Extract:
*-*-*

2.  Breeder will provide you with references of other people/families who have bought puppies from them.  This may seem unnecessary, and it may well be if you’ve done your homework word of mouth is a great selling tool and should give you confidence as well.  You may be interested in this particular breeder because a friend already owns an adorable Shih Tzu from this breeder who is perfectly content to sit on your lap for hours.

3.  Are knowledgeable about the Shih Tzu and its breed standards.  They will know that a mature Shih Tzu should weigh between 9 and 16 pounds and not be less than 8 or more than 11 inches in height at the withers (top of the shoulder.)  They will also be aware that although Shih Tzus are in the toy class, they should have a solid, compact frame that is neither too leggy nor too squatty.  They will also know that the standard for Shih Tzus allows all of the Shih Tzus colors as well as all types of markings and that all these differences are acceptable, but the coat itself is important.  It should be dense, long and flowing, and double-coated.  As far as temperament goes, a good breeder will also know that since the Shih Tzu’s only purpose is as a companion, this dog should be outgoing, affectionate, and friendly to everyone.

4.  Breeder knows both the positive and negative sides to the breed in terms of temperament, care, etc.  They know that Shih Tzus are less ”yappy” than other toy breeds, don’t need as much exercise as many other breeds, and are friendly with most people.  But they also know that their coat requires brushing, combing and/or cutting, that they don’t like to be alone for long periods of time, and that they do a lot of snuffing and snoring.

5..  Breeder is also knowledgeable (and willing to explain) the potential health problems and/or genetic defects specific to Shih Tzus.  A good breeder knows that Shih Tzus may develop entropion, which is the turning inward of the border of the eyelid against the eyeball.  They may also develop kidney disorders.  A good breeder will tell you that your Shih Tzu may have breathing difficulties due to their upturned nose and short face.  And that these breathing problems also make them a risk to anesthetize.  A good Shih Tzu breeder also knows that these dogs may develop joint or skin problems.

*-*-*

Data under study:
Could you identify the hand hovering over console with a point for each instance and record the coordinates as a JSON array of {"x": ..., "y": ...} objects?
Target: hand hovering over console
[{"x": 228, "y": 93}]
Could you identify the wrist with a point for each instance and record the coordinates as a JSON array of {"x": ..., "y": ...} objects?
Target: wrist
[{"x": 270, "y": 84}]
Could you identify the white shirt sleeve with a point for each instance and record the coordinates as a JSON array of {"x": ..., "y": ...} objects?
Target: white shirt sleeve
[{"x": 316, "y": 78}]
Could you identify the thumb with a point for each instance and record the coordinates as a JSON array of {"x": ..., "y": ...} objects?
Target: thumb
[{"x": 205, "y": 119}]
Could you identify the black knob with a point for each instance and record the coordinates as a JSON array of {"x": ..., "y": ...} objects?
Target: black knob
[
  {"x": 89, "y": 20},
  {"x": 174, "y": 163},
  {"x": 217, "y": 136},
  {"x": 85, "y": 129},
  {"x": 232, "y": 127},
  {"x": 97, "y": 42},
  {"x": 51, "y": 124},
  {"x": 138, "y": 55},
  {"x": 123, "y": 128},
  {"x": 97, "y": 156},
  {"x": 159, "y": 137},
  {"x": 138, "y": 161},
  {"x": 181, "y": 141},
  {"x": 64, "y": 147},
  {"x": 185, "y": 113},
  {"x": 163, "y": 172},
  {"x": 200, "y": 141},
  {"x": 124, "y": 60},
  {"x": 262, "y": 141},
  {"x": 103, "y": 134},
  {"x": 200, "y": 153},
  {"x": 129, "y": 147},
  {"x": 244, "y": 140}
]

*-*-*

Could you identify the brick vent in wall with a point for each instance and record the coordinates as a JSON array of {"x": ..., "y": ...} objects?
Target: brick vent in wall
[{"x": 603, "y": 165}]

*-*-*

Problem to work on: Pick up the list of signs of a good Shih Tzu breeder after its last sentence and continue it.

Answer:
6.  Breeder will have documentation.  Good Shih Tzu breeders have pedigrees for you to look at, will provide all the paperwork necessary for you to register your Shih Tzu puppy with the American Kennel Club, will have shot records and instructions for you about what your puppy needs next in the way of vaccinations, and lastly, will expect you to sign a contract that requires you to spay or neuter your puppy if you do not plan to show it.

7.  Breeder will encourage continued communication.  A good breeder wants to know of any problems and will be willing to help with a referral to a good trainer, veterinarian, etc.  They will also guarantee that the puppy is in good health with no defects, and if that is not the case, will take the puppy back.  A good Shih Tzu breeder will also assure you that they will take the puppy back for ANY reason because their primary interest in the puppy’s welfare.

8.  Breeder will ask you LOTS of questions.  A good breeder will not “grill” you, but will show concern for their puppy and its placement in your home.  Placing a Shih Tzu puppy in a good home is a priority, and goes without saying, for a good breeder.  A good breeder will ask you why you chose a Shih Tzu because your answers help them decide if you and your family will be a good match not just for the Shih Tzu breed, but perhaps, for a particular puppy in a litter.  There are laid-back and frisky puppies in every litter, aside from the usual breed temperament.  So, these questions are important to both you and the breeder.

Choosing a Shih Tzu puppy breeder is a matter of research, common sense, and knowing about Shih Tzus before choosing a breeder.  By keeping the warning signs in mind, and using the guidelines to help you make a decision, you will be able to choose a Shih Tzu puppy breeder with confidence, and you’ll be on your way to enjoying your adorable Shih Tzu puppy.